Short task >> Print all the data, keeping every line exactly as it is.

Provided data >>
##########
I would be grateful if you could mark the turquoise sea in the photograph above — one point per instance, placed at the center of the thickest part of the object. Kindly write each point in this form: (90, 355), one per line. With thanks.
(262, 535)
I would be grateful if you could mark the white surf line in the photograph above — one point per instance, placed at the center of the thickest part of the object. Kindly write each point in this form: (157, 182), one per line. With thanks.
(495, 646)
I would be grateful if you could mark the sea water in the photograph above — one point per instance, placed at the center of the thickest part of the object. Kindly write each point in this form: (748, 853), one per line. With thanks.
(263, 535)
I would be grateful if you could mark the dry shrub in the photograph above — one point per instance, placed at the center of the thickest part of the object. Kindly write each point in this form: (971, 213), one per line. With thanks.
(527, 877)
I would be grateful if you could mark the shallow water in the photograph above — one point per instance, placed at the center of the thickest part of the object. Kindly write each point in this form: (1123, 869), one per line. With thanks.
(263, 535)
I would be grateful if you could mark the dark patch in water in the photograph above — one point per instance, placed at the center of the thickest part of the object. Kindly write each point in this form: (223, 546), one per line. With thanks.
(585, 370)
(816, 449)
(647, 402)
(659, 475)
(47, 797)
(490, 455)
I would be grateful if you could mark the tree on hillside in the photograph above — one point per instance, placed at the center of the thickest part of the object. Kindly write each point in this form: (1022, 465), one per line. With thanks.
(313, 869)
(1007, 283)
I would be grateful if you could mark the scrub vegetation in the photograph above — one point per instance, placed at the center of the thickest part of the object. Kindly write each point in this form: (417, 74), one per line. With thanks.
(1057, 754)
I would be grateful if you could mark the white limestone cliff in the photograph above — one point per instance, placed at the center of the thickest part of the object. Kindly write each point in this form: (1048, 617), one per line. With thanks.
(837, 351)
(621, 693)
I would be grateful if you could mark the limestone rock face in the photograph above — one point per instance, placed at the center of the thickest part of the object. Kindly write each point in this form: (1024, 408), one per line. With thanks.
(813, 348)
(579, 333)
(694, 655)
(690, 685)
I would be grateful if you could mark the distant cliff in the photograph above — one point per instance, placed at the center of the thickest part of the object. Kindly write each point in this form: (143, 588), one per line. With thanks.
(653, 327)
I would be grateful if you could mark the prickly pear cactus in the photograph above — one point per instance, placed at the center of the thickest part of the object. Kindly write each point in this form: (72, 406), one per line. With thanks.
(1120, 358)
##########
Task answer >>
I would be grateful if you could mark the turquoise sea in the photograph above — one point per instance, placed at the center of the thickest part of the object. Kindly write each point in this form: (90, 355), one per line. With thanks.
(262, 535)
I would be grateful if you could mark the white surf line in the photograph above — one point per instance, placed at the center of the thickest part of the object. Kindly write each point in this form: (157, 182), one per line. With thanks.
(495, 646)
I would be grateful if you could mark the sea water in the photograph above — one point per instance, placed at the center of the thickest part of the object. Kindly write each point in this form: (748, 853), one per line. With thanks.
(263, 535)
I would be grateful if you could mark the dry shrub in the photograph above — one point per instance, placed at the center of the thickest part of the object. Kindly write each point in this form: (971, 213), one per line. With thanks.
(527, 877)
I would be grateful if you could mark the shallow water in the photograph above — one point per instance, placed at the center of the thickest part of the object. Kindly write each point in this form: (1123, 869), one per line. With thanks.
(263, 535)
I would be grateful if you could mark the dark patch in water in the photograph above — one point per instance, placed at the center of the thickest part of the object. Kindly write each point in this form: (223, 546), one per line. With thanks.
(585, 370)
(816, 449)
(647, 402)
(659, 475)
(47, 797)
(490, 455)
I would be grateful if you could mark the tree on hillside in the photograph above — one point per instance, placed at the center of the thickest part of the object. Kindly write each point in this form: (1022, 465), one per line. With thanks.
(313, 869)
(1007, 283)
I would be grateful if you could mark the scrub vegetation in the photograph above — one point per instance, placed at the center of the thickest part of the object. Kindly write each point in this form: (417, 74), one per line. With thanks.
(1057, 754)
I would be grateful if you could mark the white limestone cliff in the photograph above — one point per instance, placed at the center of the thickest part of the object. Kindly write each point in this form: (1048, 617), one per line. With thanks.
(837, 351)
(621, 693)
I would be grateful if you could mark the limestone rock face in the photograph above — one point per instance, placed at the center of the thickest part of the object. Kindly write each point in this form: (1024, 408), one per line. With thanks.
(813, 348)
(579, 333)
(694, 655)
(690, 685)
I would be grateful if you could mark the distant cliff in the photograph above — one point per instance, placed at the center of the thickest part of the object. Kindly write each point in this form: (143, 588), one per line. With thanks.
(653, 327)
I would be grateful if you could mark the prickly pear cactus in the photograph above — one point per instance, placed at the center of the thickest part of the object. Kindly write each point in this form: (72, 406), one per line. With thanks.
(1120, 358)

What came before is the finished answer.